== MATERIAL FOR THIS TASK ==

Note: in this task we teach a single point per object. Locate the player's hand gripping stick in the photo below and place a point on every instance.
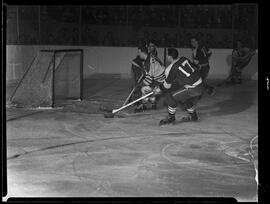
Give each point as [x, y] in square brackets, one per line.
[138, 83]
[111, 115]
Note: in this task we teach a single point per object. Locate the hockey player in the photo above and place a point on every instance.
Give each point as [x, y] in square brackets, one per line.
[200, 56]
[138, 73]
[152, 50]
[241, 56]
[183, 72]
[155, 74]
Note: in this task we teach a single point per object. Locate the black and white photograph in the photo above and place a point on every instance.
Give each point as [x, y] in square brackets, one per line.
[137, 101]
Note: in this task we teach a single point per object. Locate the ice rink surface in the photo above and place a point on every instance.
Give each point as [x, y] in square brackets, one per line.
[73, 151]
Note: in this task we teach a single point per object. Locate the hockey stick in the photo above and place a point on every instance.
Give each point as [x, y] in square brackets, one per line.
[111, 114]
[134, 88]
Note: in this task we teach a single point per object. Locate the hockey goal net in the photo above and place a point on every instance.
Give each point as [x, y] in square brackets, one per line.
[53, 76]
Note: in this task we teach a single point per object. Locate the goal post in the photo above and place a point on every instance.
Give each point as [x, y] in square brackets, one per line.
[53, 77]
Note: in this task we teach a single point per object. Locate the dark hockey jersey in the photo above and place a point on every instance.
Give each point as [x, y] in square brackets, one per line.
[182, 72]
[155, 71]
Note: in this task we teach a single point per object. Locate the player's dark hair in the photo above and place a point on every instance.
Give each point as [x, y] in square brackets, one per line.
[173, 53]
[143, 49]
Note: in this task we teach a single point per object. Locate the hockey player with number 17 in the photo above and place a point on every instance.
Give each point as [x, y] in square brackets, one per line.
[183, 72]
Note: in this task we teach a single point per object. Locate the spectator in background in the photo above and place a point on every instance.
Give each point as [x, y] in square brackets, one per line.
[75, 36]
[146, 37]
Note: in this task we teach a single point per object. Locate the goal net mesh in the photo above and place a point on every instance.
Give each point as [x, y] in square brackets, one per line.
[52, 77]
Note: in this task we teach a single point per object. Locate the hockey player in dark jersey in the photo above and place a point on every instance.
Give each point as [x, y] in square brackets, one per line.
[138, 74]
[152, 50]
[241, 56]
[183, 72]
[155, 75]
[200, 56]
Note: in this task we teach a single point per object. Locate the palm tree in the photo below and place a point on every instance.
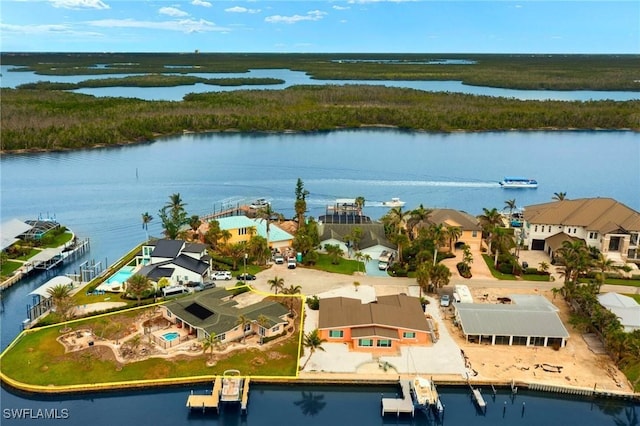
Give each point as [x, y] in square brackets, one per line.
[604, 265]
[292, 290]
[263, 323]
[511, 205]
[137, 285]
[61, 299]
[360, 204]
[266, 214]
[276, 284]
[489, 220]
[559, 196]
[423, 276]
[440, 276]
[242, 321]
[146, 219]
[313, 342]
[335, 252]
[210, 343]
[418, 215]
[453, 234]
[438, 236]
[175, 202]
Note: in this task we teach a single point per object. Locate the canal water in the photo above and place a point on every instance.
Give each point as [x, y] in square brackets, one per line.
[102, 193]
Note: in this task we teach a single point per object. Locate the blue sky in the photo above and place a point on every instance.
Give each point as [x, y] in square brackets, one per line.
[477, 26]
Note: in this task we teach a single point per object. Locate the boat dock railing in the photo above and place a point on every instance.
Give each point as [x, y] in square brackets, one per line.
[397, 405]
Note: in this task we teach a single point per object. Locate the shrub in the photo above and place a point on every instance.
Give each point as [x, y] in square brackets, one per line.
[464, 270]
[313, 303]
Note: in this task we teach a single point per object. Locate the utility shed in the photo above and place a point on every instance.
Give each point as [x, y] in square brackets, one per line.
[533, 322]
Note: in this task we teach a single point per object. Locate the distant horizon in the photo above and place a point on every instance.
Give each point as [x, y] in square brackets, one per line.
[577, 27]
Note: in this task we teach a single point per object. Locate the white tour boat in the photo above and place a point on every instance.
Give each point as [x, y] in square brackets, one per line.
[518, 182]
[395, 202]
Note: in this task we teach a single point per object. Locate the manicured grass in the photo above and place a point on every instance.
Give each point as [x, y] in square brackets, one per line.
[344, 266]
[38, 359]
[8, 267]
[497, 274]
[32, 252]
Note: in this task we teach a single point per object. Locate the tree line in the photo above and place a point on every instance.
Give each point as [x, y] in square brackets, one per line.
[35, 120]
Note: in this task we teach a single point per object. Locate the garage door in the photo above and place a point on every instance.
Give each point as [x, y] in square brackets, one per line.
[537, 245]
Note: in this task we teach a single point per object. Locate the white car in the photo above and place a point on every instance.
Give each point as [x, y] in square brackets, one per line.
[221, 275]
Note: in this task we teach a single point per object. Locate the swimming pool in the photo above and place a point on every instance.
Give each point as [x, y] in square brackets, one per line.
[121, 276]
[171, 336]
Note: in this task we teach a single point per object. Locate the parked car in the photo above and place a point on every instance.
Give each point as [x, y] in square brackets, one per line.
[445, 300]
[246, 277]
[221, 275]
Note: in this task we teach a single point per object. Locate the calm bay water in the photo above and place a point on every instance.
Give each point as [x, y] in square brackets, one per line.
[292, 78]
[102, 193]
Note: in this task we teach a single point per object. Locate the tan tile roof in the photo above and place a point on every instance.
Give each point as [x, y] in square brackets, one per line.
[452, 217]
[604, 215]
[396, 311]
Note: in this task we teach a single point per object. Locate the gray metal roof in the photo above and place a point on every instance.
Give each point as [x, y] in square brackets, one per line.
[510, 320]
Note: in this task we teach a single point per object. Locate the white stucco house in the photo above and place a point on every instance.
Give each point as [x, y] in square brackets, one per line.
[178, 261]
[624, 307]
[604, 223]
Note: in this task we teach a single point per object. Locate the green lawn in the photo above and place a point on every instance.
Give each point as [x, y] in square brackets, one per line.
[8, 267]
[37, 358]
[344, 266]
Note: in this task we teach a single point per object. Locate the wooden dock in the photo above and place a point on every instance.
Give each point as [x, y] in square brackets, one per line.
[402, 405]
[237, 390]
[479, 399]
[207, 401]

===

BRIEF:
Every entry above needs to be retyped exactly; drop the pictures.

RESULT OF THE TASK:
Note: in this task we teach a single point per object. Locate the player's hand gripping stick in the photo below and place a point on every instance.
Give each point as [x, y] in square brackets, one per line.
[138, 83]
[111, 115]
Note: in this task we teach a single point per object. Locate the hockey player in the photo above and place a point on every instance.
Give each point as [x, y] in square brackets, one per line.
[200, 56]
[138, 73]
[152, 50]
[241, 56]
[183, 72]
[155, 74]
Note: in this task we teach a single point per object. Locate the black and white photograph in the photo above and place a point on every instance.
Give each point as [x, y] in square brackets, one per line.
[137, 101]
Note: in this task we teach a single point per object. Locate the ice rink surface in the photo above and place a point on every instance.
Give each point as [x, y] in square brackets, one per line.
[73, 151]
Note: in this task we teach a single point per object. Locate the hockey stick in the photo above and place a point on every instance.
Give each point as [x, y] in square brackets, one per line.
[111, 114]
[134, 88]
Note: in this task we teach a single point per object. Locate the hockey goal net in the photo above and place a point on every instance.
Give each point as [x, y] in square brackets, one per line.
[53, 76]
Note: in this task we teach a single point per object. Locate the goal post in the photo above and place a point on every instance.
Give each point as [x, y] in square brackets, one per line.
[53, 77]
Note: in this task we teach a single point per object. Locate the dark hockey jersey in the photo above and place a point on every instance.
Give each point as [x, y] in square brackets, one per line.
[182, 72]
[155, 71]
Note: in this task we teach a single point per object. Locate the player's dark hair in the photo above and place a point on every instance.
Give each point as [x, y] in square brackets, one per line.
[173, 53]
[143, 49]
Note: in this task we teach a single point per object. Locate the hockey player with number 17 in the photo above and place a point on every instance.
Give each point as [x, y] in square brackets, one per line.
[183, 72]
Note: in this task we teach a single point per object. Locate the spectator in background in the photo above and place a point on every instance.
Give each point as [x, y] in square brackets, one per line.
[75, 36]
[146, 37]
Note: in this task we teach a single point per object. Locate the goal net mesh in the photo above and place a point on every instance.
Give each point as [x, y] in square brackets, one per line.
[52, 77]
Note: in this task we teach a single point per object. Locate the hockey player in dark jersey in the photo above and place a point on every instance.
Give each point as [x, y] in square brackets, one per line.
[138, 74]
[152, 50]
[241, 56]
[183, 72]
[155, 75]
[200, 56]
Note: in this task we teach a single point per object. Locate the palm tree in the photo below and place a point on every instance.
Give each point as [x, y] in square brackets, one per line.
[604, 265]
[292, 290]
[263, 323]
[511, 205]
[137, 285]
[61, 299]
[360, 204]
[266, 214]
[276, 284]
[489, 220]
[559, 196]
[423, 276]
[440, 276]
[242, 321]
[146, 219]
[313, 342]
[335, 252]
[210, 343]
[418, 215]
[453, 234]
[438, 236]
[175, 202]
Note: in this task we teach a single point per object. Locate the canal water in the photo above and place a point on every instance.
Give each point as [x, y] in square brackets, one per line.
[102, 193]
Note: in this task we teach a single point per object. Locate the blue sky in the photo above and place a point on every instance.
Give each point as [x, y] in square brackets, one per line.
[477, 26]
Note: in this task we teach a single point per object. Locate the boat dock railing in the photo above and place a point on every instance.
Give each point as [x, y] in square brackets, one per line.
[397, 405]
Note: in this task we teach a single point per object. Locate the shrub in the photo above and place a point on every instance.
Give each point as [x, y] in square brackets, one per line.
[464, 270]
[313, 303]
Note: in this task we teach a single point per object. Locate the utility shed in the photo above and place a point on every instance.
Give each point as [x, y] in square brackets, one per line.
[533, 322]
Note: in this task we teach a single point per object. Locate the distant horizon in the photo above and place a point on every instance.
Give each point as [x, y] in square brackets, one per line.
[577, 27]
Note: in this task we teach a single point per object. Locate the white tour boat in the photo above and place a point on every instance.
Give each point as [x, y] in square brackets, one per line.
[518, 182]
[395, 202]
Note: in this task we teach a single point per object. Locate the manicured grass in the photo above and place a point on every instance.
Give each point as [x, y] in square brackets, one per line.
[344, 266]
[38, 359]
[8, 267]
[497, 274]
[32, 252]
Note: in this task we teach a single point per object. Locate the tree line in the photo above and place a point on every instance.
Give each point as [x, y] in square brackets, one per line.
[35, 120]
Note: in this task we teach a single point per object. Locate the garage door in the photo above and place a point on every instance.
Give each point as [x, y] in square brackets, one per line.
[537, 245]
Note: in this task we teach a single point per object. Locate the white car in the photo above and place a point on every instance.
Give each point as [x, y] in square brackets, one per line.
[221, 275]
Note: in this task we teach a single point per object. Locate the swimming pool in the photo above and place a point on every instance.
Give each point as [x, y] in square brackets, one per line.
[121, 276]
[171, 336]
Note: in this task we teach a single point per object. Locate the parked car in the photo above and place a point on every instance.
Give each point as [x, y] in square brackets, one per line.
[445, 300]
[246, 277]
[221, 275]
Note: in this task we teach a single point per object. Locate the calm bay water in the photo above and place a point on every instance.
Give each point as [x, y] in square brackets, one per line.
[292, 78]
[102, 193]
Note: in this task we teach a single point per object. Locate the tan tile roof in the photo above and place a point on every instance.
Give each point as [x, y] in square brackets, one per line.
[452, 217]
[604, 215]
[396, 311]
Note: in this task we teach a single point per object. Locate the gray metal roof in the photo above and place a point on every instance.
Give each point as [x, y] in square brackets, one per line.
[510, 320]
Note: in this task we teach a single point per object. Locate the white stucco house in the photo above and place a point on every instance.
Give each point as [x, y] in square brackets, one per line.
[178, 261]
[624, 307]
[604, 223]
Note: in this task we teach a single point per object. Locate the green lawn in the photo above and place a point on every instance.
Give each point as [x, y] in square brackets, one per line.
[8, 267]
[37, 358]
[344, 266]
Note: in this task we teach a single point per object. Locate the wooden dock in the photo above and place a point on every instance.
Give each point as [x, y] in square brackets, one per line.
[402, 405]
[237, 390]
[479, 399]
[207, 401]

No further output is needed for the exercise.